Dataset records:
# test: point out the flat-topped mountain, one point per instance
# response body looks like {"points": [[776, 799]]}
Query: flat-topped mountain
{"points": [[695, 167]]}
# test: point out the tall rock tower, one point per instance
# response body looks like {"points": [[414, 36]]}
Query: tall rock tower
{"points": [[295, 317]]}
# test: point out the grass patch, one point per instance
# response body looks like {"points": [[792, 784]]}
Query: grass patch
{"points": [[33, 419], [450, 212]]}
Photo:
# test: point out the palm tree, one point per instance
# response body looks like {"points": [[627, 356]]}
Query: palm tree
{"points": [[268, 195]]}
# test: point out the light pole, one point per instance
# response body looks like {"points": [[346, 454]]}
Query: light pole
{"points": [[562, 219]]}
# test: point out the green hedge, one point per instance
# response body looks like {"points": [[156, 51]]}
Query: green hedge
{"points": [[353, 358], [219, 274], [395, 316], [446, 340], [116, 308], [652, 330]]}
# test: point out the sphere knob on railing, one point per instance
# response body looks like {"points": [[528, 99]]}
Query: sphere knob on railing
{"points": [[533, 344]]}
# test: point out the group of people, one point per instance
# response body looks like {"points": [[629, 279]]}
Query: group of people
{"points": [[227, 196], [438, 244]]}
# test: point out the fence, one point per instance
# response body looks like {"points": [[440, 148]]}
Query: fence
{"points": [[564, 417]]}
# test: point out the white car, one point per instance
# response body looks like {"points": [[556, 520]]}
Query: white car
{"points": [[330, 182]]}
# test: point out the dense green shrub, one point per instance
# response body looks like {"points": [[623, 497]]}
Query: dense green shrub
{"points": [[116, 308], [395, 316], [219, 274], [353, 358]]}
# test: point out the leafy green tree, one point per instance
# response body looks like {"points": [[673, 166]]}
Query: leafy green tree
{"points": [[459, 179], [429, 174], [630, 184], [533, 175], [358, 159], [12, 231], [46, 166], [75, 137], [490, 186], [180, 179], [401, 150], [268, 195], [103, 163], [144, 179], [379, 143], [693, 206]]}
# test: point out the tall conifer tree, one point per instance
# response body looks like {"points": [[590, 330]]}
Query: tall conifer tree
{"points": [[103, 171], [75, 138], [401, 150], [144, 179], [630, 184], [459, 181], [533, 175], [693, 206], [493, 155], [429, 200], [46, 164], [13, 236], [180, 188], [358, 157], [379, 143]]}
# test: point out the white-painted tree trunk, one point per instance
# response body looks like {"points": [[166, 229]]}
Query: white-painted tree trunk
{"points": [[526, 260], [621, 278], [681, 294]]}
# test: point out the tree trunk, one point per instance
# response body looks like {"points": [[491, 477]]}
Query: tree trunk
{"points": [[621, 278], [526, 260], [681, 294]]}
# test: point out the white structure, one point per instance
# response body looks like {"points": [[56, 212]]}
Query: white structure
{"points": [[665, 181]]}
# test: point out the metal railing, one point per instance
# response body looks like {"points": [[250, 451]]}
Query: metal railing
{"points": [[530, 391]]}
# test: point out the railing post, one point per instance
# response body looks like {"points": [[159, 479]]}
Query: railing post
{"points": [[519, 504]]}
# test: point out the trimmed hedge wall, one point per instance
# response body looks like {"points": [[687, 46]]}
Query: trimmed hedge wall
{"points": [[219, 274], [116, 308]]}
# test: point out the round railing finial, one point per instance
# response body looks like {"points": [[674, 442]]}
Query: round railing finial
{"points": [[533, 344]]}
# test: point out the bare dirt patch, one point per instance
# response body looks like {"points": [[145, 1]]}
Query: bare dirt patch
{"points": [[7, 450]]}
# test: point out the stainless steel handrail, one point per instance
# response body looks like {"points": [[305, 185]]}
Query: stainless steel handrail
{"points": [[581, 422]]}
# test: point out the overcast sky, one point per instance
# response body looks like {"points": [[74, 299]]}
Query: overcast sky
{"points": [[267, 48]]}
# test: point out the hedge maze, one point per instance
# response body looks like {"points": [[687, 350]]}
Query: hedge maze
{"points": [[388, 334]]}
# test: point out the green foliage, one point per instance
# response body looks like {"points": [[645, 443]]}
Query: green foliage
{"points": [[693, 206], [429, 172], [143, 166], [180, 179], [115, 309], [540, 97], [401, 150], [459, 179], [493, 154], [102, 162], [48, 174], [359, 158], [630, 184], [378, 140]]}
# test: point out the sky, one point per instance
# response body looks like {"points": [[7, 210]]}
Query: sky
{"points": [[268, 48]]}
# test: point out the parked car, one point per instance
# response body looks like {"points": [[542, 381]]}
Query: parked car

◆ Directions
In this exercise, reproduce each line above exactly.

◆ Result
# test: point out the flat-topped mountain, one point per instance
# response body looks like {"points": [[776, 799]]}
Query: flat-topped mountain
{"points": [[695, 167]]}
# test: point out the tall rock tower, one point per instance
# response body looks like {"points": [[414, 36]]}
Query: tall rock tower
{"points": [[295, 317]]}
# test: point out the grass patch, one point per instance
# response body looks like {"points": [[792, 784]]}
Query: grass patch
{"points": [[33, 419], [450, 212]]}
Photo:
# test: point out the palm tree, one point per instance
# response body looks like {"points": [[627, 356]]}
Query: palm tree
{"points": [[268, 195]]}
# test: point out the light pole, one point per instance
# response body looks like {"points": [[346, 454]]}
Query: light pole
{"points": [[562, 219]]}
# test: point out the green hedge, one point per instance
# response body looks like {"points": [[156, 51]]}
Query: green hedge
{"points": [[353, 358], [219, 274], [395, 316], [446, 340], [116, 308], [652, 330]]}
# test: point out the sphere knob on railing, one point per instance
# response body looks like {"points": [[528, 99]]}
Query: sphere knob on railing
{"points": [[533, 344]]}
# test: point out the group of people, one point per instance
# response body looks like {"points": [[629, 279]]}
Query: group of people
{"points": [[227, 196], [438, 244]]}
# test: point out the fence, one point per instance
# response body looks like {"points": [[440, 148]]}
Query: fence
{"points": [[564, 417]]}
# test: point out the white car, one point per instance
# response body looks like {"points": [[556, 520]]}
Query: white car
{"points": [[330, 182]]}
# test: point out the dense green shrub, one point per instance
# response body looks like {"points": [[623, 497]]}
Query: dense green shrub
{"points": [[116, 308], [395, 316], [219, 274], [353, 358]]}
# test: point out the leafy green tree, one point per instance
# response body looks like {"points": [[673, 166]]}
Query: leafy green tree
{"points": [[459, 179], [429, 174], [630, 184], [533, 175], [358, 159], [12, 231], [46, 166], [75, 137], [490, 186], [180, 179], [401, 150], [268, 195], [103, 163], [144, 179], [379, 143], [693, 206]]}
# test: point out the tall conifer tree, one point per instance
# response body looks like {"points": [[590, 330]]}
Query: tall conifer tree
{"points": [[103, 171], [75, 138], [401, 150], [144, 179], [630, 184], [459, 181], [533, 175], [693, 206], [493, 155], [429, 200], [46, 164], [13, 236], [180, 188], [358, 157], [379, 143]]}
# test: point out the white-painted tree trunk, one point per instance
# response body looks like {"points": [[166, 229]]}
Query: white-painted tree trunk
{"points": [[526, 260], [621, 278], [681, 294]]}
# test: point out the tree trunk, one point per instance
# response body looks like {"points": [[491, 477]]}
Query: tree trunk
{"points": [[621, 278], [526, 260], [681, 294]]}
# test: point out the white structure, one point per instance
# response body looks like {"points": [[56, 212]]}
Query: white structure
{"points": [[665, 181]]}
# test: point out the metal railing, one point per instance
# response body looks like {"points": [[250, 451]]}
Query: metal railing
{"points": [[530, 391]]}
# test: point out the railing post, one point per instance
# response body looks like {"points": [[159, 479]]}
Query: railing post
{"points": [[519, 504]]}
# test: point out the trimmed hedge wall, one point per instance
# response body looks like {"points": [[687, 46]]}
Query: trimmed hedge wall
{"points": [[219, 274], [116, 308]]}
# test: point out the round railing finial, one point per instance
# response body looks like {"points": [[674, 442]]}
Query: round railing finial
{"points": [[533, 344]]}
# test: point out the bare dirt patch, one point per instance
# response body looks like {"points": [[145, 1]]}
Query: bare dirt patch
{"points": [[7, 450]]}
# test: point out the stainless steel handrail, one point per instance
# response body looks like {"points": [[305, 185]]}
Query: stainless steel handrail
{"points": [[581, 422]]}
# test: point out the overcast sky, one point per instance
# response body looks like {"points": [[74, 299]]}
Query: overcast sky
{"points": [[267, 48]]}
# test: point out the hedge maze, one point per instance
# response body looks like {"points": [[687, 350]]}
Query: hedge maze
{"points": [[388, 334]]}
# test: point out the green foliage, one point per instance
# response body looks like {"points": [[645, 443]]}
Query: green foliage
{"points": [[693, 206], [429, 172], [143, 166], [180, 179], [115, 309], [540, 97], [401, 150], [459, 179], [493, 154], [102, 162], [48, 174], [359, 158], [630, 184], [378, 140]]}
# test: point out the sky, one point per instance
# response body looks like {"points": [[7, 210]]}
Query: sky
{"points": [[268, 48]]}
# test: point out the parked car, one point per instance
# response body looks like {"points": [[542, 381]]}
Query: parked car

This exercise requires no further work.